TASK INSTRUCTIONS: Nothing should be left out: write out the whole listing exactly.

PROVIDED MATERIAL:
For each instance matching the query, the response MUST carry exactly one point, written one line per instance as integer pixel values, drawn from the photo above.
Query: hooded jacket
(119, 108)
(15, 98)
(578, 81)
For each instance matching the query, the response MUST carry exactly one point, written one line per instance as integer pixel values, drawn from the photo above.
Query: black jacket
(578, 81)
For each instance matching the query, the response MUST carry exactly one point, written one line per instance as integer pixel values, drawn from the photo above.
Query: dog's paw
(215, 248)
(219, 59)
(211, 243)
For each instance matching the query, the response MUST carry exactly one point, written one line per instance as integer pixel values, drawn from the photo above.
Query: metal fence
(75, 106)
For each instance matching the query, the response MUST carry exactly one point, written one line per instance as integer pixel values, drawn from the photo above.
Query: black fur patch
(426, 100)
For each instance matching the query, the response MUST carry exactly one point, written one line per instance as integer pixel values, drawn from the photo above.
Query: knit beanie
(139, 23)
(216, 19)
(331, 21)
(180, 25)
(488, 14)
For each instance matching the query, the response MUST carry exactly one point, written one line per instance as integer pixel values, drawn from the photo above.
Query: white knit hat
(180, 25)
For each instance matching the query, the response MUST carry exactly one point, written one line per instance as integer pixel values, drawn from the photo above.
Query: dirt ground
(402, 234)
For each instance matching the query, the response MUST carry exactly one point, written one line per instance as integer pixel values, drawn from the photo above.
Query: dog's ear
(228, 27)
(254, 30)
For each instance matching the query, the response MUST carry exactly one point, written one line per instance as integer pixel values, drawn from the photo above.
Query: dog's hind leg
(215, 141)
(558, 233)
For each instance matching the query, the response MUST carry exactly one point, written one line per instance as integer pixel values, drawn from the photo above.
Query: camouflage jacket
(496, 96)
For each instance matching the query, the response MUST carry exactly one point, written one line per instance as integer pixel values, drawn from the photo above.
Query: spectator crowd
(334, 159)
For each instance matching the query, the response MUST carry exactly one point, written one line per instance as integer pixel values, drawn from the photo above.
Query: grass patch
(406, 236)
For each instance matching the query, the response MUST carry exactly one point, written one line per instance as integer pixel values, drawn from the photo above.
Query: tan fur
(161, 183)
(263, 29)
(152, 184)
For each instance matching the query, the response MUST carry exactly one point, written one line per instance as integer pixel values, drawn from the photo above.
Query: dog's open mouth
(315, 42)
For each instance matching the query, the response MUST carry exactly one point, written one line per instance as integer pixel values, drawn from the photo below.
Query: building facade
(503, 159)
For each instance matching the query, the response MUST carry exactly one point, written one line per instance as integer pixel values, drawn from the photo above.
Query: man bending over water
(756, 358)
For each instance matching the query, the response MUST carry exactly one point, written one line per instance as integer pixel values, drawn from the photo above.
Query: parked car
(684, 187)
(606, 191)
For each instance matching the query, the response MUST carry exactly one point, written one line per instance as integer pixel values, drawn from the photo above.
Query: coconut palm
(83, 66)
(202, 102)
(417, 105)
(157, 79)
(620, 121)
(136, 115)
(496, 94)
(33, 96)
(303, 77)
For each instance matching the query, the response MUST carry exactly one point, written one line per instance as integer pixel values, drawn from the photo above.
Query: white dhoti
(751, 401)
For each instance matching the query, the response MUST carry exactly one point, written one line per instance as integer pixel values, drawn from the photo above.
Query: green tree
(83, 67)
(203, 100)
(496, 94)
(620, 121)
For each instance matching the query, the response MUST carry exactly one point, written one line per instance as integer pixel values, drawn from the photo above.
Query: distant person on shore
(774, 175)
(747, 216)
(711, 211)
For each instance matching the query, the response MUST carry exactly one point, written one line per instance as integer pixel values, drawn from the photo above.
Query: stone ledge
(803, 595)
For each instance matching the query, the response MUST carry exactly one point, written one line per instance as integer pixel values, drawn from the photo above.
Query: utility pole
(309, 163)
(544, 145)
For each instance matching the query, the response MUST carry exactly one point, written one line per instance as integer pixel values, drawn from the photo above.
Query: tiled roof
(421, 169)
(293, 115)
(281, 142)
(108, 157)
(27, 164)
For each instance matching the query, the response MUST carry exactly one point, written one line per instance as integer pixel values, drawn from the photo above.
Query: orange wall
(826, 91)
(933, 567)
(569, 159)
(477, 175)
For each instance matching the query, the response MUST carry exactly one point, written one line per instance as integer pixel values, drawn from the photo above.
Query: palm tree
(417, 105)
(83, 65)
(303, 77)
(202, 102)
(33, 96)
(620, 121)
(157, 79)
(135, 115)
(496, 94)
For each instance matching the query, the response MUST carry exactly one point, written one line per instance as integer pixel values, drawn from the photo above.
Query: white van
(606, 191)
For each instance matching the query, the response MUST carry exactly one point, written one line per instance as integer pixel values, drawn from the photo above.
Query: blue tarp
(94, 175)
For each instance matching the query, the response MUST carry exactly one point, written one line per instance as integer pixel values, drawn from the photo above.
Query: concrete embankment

OUTPUT FOR THIS EXERCISE:
For each instance matching the query, the response MUST carry exactly one point, written one line per instance as integer pixel values, drawn from the photo above.
Query: hooded jacket
(119, 108)
(15, 98)
(578, 81)
For each instance matching the query, the response MUST carry exactly one point, written one line per instance as integer pixel values, drawn from the photo above.
Query: black jacket
(578, 81)
For each instance matching the query, the response MUST carry exactly one point, written one line per instance as integer pixel values, drawn from the photo above.
Query: dog's paw
(215, 248)
(219, 59)
(211, 243)
For each instance matching the query, the response MUST carry exactly one point, written one line per instance as integer pixel values, drawn from the photo above.
Query: metal fence
(75, 106)
For each instance matching the query, the response MUST carry exactly one point, written one line per instance as integer pixel values, drawn from the photo above.
Query: black fur patch
(426, 100)
For each instance matching the query, the response MUST carry exactly one point, written one line per instance as integer pixel values, drawn from the photo above.
Query: knit beanie
(139, 23)
(216, 19)
(331, 21)
(180, 25)
(488, 14)
For each instance matching the query, the response MUST carry exactly one point, written one line per instance as integer pixel values, drawn from the photo above.
Query: white knit hat
(180, 25)
For each instance matching the query, the response MUST carry exactly one point, written one line per instance as integer pixel values, drawn from the photo above.
Query: dirt ground
(402, 234)
For each instance matching the query, the response MUST carry exactly one point, written one line per instance as integer pixel values, drawn from the photo above.
Query: dog's ear
(228, 27)
(254, 30)
For each instance matching the query, the response MUST carry exactly one point, written one line per instance as integer pixel values, drawn from the photo above.
Query: dog's hind leg
(215, 141)
(558, 233)
For each instance matching the query, the response MUST carry exactly one point, written one line per instance as integer pixel values, drawn from the photo above.
Query: camouflage jacket
(496, 96)
For each instance matching the query, the response MUST carry exactly one point, written one line per instance as integer pixel values, drawn from the photo above.
Query: spectator crowd
(334, 159)
For each instance matching the query, the response MUST carry exactly one point, written one line per instance as integer pixel values, drawn from the photo above.
Query: grass patch
(406, 236)
For each instance matching the query, the response MUST carry exactly one point, written one line per instance as integer pixel values, drawn from the photo above.
Query: tan fur
(161, 183)
(263, 29)
(152, 184)
For each instance matching the query, the response MUST carry exactly one point, written one line per instance as integer pixel values, drawn from the photo above.
Query: dog's open mouth
(315, 42)
For each instance matching the query, the response MUST carry exactly one point, written one line per instance as integer pixel values, drawn from the photo below.
Query: building facade
(503, 159)
For each instance matching the query, the response MUST carry exactly one point, written one line per instance as integer pixel values, drawn from the photo above.
Query: man bending over water
(756, 358)
For each instance matching the query, the response MUST carry exactly one point, written one line per instance as integer pixel values, drawn from the photo above.
Query: parked car
(684, 187)
(606, 191)
For each instance matching the query, the response MUST carry exactly one point, written one line per instance as integer pixel values, drawn from the photo above.
Query: coconut palm
(83, 66)
(202, 102)
(417, 105)
(157, 79)
(620, 121)
(136, 115)
(496, 94)
(33, 96)
(303, 77)
For each instance matching the query, the response MUST carry exactly one point, written one line per instance as integer pixel values, drawn from the photo above.
Query: white dhoti
(751, 401)
For each instance matching the query, the response MUST carry exactly one point, written one line per instance as integer pixel values, drawn from the photo above.
Query: green tree
(83, 67)
(203, 100)
(496, 94)
(620, 121)
For each instance matching the query, the response MUST carry exactly one point, written one line per instance as integer pixel values, drawn from the photo above.
Query: distant person on shore
(774, 175)
(747, 216)
(711, 211)
For each instance matching the query, the response MUST carry exactly one point, written one line per instance as integer pixel values, drawn from the photo above.
Query: stone ledge
(803, 595)
For each instance matching the query, the response MUST carry exactly one point, written one line per instance as integer pixel values, drawn from the photo above.
Query: utility pole
(309, 163)
(544, 145)
For each instance matching the query, the response MUST carry exactly one point, written one line per instance as integer pixel values, drawn from the photo above.
Query: tiled roof
(421, 169)
(293, 115)
(281, 142)
(108, 157)
(27, 164)
For each instance matching the query, the response MUST carry exactly one point, written one line per instance as integer pixel values, drawn from the photo above.
Query: orange wall
(826, 91)
(933, 567)
(569, 159)
(477, 175)
For each instance matching the query, the response MUST carry exactly one point, written one line per instance as integer pixel values, drawn from the photo above.
Query: palm tree
(417, 105)
(83, 65)
(303, 77)
(202, 102)
(33, 96)
(620, 121)
(157, 79)
(135, 115)
(496, 94)
For each instance matching the query, the response MUST carry exactly one point, written one line per instance as integer pixel values, drawn from the photo above.
Query: white van
(606, 191)
For each instance matching the query, the response MUST carry exactly one point, written one line per instance as integer pixel values, drawn from the photo above.
Query: blue tarp
(94, 175)
For each instance matching the query, the response MUST carry exactly one point, written one line per instance as integer pixel values, drawn from the photo above.
Query: concrete embankment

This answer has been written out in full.